# PROMPT
Extract every line of the listing below that contains the string "Could". Letter case must match.

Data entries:
○ ○ ○
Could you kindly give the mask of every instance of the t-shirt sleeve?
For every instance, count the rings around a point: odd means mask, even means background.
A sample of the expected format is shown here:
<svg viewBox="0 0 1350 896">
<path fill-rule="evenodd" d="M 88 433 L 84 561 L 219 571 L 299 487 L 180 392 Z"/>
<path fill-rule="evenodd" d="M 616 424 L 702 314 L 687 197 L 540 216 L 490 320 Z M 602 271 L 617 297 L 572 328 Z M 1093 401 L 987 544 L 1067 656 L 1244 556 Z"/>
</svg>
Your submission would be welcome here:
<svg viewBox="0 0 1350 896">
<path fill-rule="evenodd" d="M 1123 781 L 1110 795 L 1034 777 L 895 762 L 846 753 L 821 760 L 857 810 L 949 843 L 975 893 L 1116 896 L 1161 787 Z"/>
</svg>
○ ○ ○
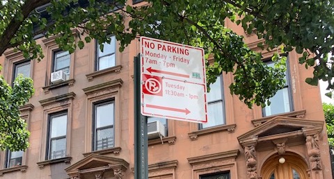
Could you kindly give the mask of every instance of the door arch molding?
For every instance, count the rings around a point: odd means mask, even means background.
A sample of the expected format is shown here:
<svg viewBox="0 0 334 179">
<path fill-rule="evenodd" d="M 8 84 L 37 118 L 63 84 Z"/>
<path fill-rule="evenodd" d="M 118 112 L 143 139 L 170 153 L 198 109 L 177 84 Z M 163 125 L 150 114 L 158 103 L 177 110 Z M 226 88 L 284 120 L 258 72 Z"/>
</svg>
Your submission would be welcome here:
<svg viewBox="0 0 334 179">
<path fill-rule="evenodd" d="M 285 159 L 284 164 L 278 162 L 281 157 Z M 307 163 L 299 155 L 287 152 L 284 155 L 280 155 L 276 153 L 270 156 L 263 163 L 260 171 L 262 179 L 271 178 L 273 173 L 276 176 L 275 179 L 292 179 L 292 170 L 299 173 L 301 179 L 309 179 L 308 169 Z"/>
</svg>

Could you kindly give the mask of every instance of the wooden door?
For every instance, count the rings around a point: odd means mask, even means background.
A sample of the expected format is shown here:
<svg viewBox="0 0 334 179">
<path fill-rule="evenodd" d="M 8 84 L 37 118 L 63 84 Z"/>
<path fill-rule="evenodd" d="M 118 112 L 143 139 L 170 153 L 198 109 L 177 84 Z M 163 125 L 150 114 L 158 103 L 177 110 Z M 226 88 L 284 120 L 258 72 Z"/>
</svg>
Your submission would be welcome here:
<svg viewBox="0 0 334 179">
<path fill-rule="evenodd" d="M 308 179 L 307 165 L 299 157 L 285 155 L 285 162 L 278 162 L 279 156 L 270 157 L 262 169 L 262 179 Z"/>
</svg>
○ ○ ○
# WRITTEN ANSWER
Could you kindly give the mask of every instance of the t-shirt sleeve?
Could you kindly give the mask of every instance of the door arch molding?
Could you kindly give the mask of every instance of the wooden door?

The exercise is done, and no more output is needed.